Dimanche des Rameaux et des Manteaux
Par Gabriel REY

Le dimanche des Rameaux voit comme chaque année une foule inhabituelle venir à la messe. Les raisons sont diverses et propres à chacun. Mais de toutes ces années que nous avons passées dans l’Église catholique, de notre expérience, nous pouvons constater sans jugement de notre part que ce n’est pas seulement pour écouter le récit de la Passion de Notre Seigneur Jésus, mais pour avoir avant tout des branchages de rameaux bénis pour les déposer sur la tombe de nos ancêtres et de tous ceux qui ont été aimés. On gardera aussi des rameaux pour la maison, pour protéger ceux qui y habitent, même à côté d’une photo d’un proche éloigné ou disparu.

*LIGNES*:
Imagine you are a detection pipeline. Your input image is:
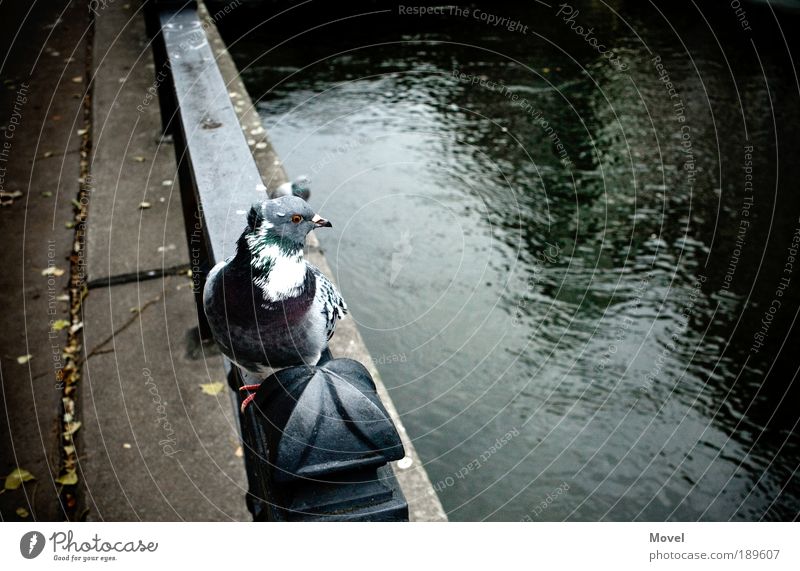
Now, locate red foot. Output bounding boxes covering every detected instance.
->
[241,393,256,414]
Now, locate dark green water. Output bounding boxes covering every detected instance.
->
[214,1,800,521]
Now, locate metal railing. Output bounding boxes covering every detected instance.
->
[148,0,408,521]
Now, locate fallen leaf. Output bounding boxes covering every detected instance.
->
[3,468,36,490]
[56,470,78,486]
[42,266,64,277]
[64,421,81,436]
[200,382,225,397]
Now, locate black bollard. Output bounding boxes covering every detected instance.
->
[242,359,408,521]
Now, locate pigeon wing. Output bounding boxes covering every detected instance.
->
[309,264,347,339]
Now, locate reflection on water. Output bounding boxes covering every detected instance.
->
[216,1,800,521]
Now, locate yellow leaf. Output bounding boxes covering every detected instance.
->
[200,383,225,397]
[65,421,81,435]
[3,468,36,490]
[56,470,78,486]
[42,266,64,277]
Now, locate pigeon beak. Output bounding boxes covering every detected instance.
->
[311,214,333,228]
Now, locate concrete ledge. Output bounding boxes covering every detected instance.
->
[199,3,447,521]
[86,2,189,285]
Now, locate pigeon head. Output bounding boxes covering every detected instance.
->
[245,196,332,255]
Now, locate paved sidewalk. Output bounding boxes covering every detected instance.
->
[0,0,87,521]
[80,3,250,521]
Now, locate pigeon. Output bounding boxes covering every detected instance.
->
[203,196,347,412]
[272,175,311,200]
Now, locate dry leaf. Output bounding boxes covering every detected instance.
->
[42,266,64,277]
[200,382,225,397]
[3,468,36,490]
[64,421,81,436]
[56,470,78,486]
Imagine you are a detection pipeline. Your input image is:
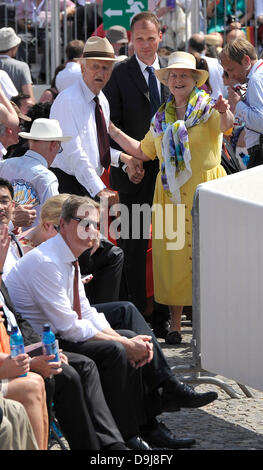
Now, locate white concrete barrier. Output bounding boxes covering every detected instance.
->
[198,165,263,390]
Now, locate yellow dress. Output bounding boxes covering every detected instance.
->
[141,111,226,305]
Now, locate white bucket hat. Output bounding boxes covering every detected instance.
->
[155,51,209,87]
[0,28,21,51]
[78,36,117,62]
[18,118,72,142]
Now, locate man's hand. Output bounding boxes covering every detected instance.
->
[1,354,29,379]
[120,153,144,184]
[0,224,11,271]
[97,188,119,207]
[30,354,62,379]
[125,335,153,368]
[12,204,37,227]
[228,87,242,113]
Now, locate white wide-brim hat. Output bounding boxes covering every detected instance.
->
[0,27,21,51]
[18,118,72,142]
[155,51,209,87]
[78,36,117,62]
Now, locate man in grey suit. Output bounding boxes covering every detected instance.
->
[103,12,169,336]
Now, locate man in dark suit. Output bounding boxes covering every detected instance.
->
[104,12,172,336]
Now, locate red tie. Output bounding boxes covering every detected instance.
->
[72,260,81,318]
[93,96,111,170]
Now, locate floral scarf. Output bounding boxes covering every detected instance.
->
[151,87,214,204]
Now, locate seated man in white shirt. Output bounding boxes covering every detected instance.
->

*ÉNONCÉ*: Réécrivez plus brièvement le paragraphe du document qui commence par « Le dimanche des Rameaux voit », en conservant ses faits principaux.

*RÉPONSE*: Chaque année, le dimanche des Rameaux attire à la messe une foule inhabituelle, pour des raisons propres à chacun. Selon l'expérience de l'auteur dans l'Église catholique, on ne vient pas seulement écouter le récit de la Passion de Jésus. On vient surtout chercher des rameaux bénis pour les déposer sur la tombe de ses ancêtres et de ceux qu'on a aimés. On en garde aussi à la maison pour protéger ses habitants, parfois près de la photo d'un proche éloigné ou disparu.